DO THIS:
Copy the material below word for word, from its first line through the line containing "x=899, y=624", and stop there.

SOURCE DATA:

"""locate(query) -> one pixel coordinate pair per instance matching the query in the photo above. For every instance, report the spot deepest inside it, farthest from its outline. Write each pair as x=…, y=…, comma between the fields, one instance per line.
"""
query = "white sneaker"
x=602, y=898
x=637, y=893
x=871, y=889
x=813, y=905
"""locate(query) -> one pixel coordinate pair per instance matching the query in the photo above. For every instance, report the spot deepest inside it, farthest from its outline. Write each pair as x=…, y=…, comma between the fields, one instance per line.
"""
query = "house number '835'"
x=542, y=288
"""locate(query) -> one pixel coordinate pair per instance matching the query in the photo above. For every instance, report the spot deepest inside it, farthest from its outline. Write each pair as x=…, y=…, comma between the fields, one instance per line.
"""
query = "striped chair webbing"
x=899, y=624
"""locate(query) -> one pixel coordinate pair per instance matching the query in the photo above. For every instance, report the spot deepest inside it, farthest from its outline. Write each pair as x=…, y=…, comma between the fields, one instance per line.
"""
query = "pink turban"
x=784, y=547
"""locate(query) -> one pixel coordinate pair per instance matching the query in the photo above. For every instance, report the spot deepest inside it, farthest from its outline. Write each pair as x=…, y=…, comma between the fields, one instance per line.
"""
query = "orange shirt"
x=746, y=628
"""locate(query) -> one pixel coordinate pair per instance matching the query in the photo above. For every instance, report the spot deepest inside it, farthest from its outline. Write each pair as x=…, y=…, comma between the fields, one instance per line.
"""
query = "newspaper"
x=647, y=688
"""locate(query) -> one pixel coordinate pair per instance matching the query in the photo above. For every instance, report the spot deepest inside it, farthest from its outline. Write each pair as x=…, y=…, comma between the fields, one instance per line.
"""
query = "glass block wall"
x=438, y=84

RESPONSE:
"""locate(query) -> one pixel coordinate pair per instance matching the query in the photo above. For every instance, report the spot deepest inside it, farthest from its outline. Write each pair as x=…, y=…, comma between the fields, one instance per line.
"""
query = "white sneaker"
x=602, y=898
x=637, y=893
x=871, y=889
x=813, y=905
"""locate(query) -> one pixel coordinate pair per instance matching the query in the photo above. For every instance, report the spot deepest inside it, farthest from its outline. Write each pair as x=…, y=…, comma between the fields, one instance per line.
"""
query = "house number '835'"
x=542, y=288
"""locate(query) -> one pixel coordinate pair per instance matching the query in the photo above. For every instance, report the spot deepest inside it, farthest from its outline. Write each pair as x=…, y=…, comma between the fields, one instance per line.
"""
query = "striped chair webbing"
x=899, y=624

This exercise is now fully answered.